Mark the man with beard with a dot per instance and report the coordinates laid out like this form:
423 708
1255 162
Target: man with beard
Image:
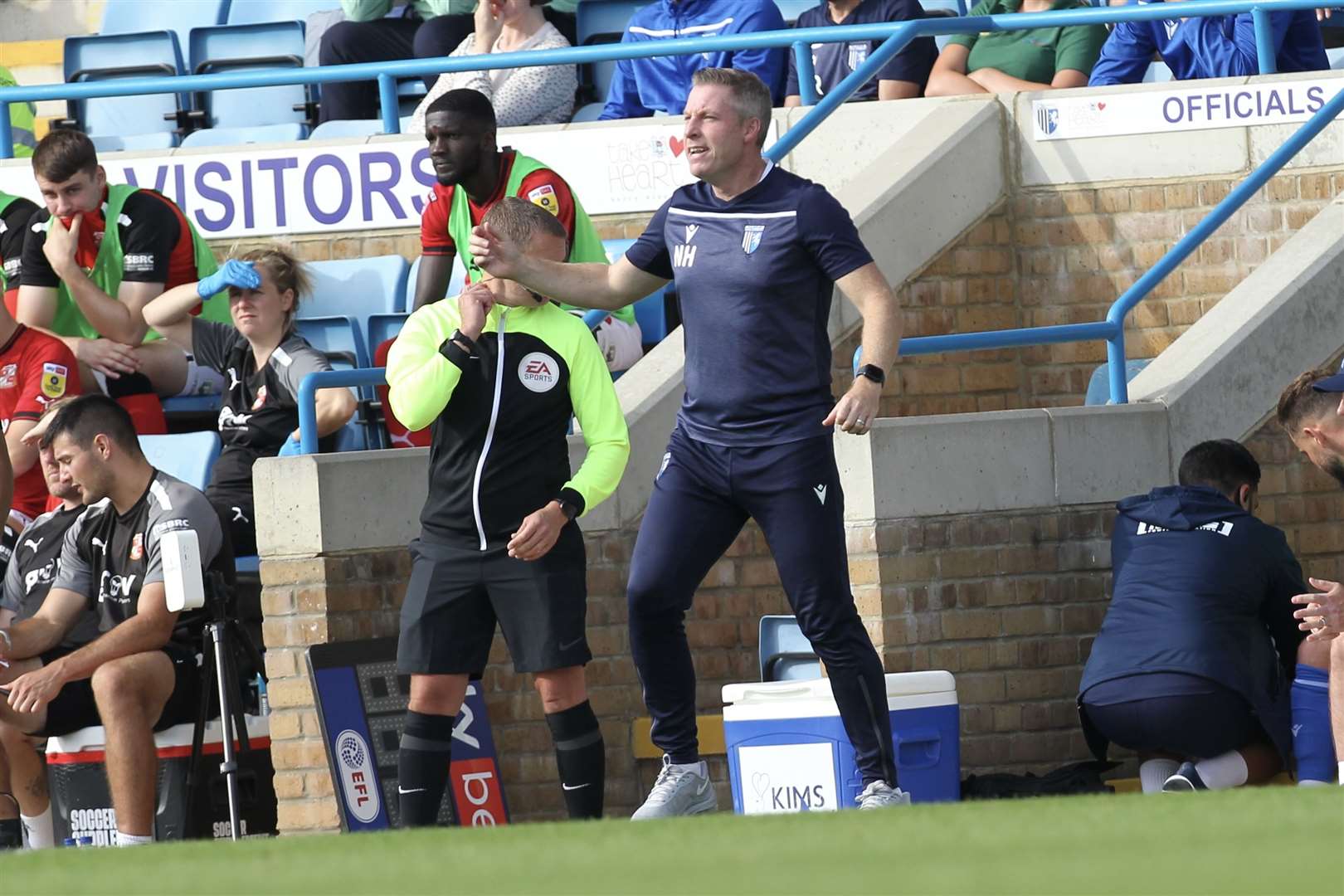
1312 414
474 175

# # # #

> TASK TO COMPLETE:
Reproduce the data above word for word, omitting the pictures.

> CORRECT ANSWER:
Mark the man with beard with a dot per instance and report the coordinates laid out like this form:
423 708
1255 162
Target: man with beard
Image:
1312 414
474 175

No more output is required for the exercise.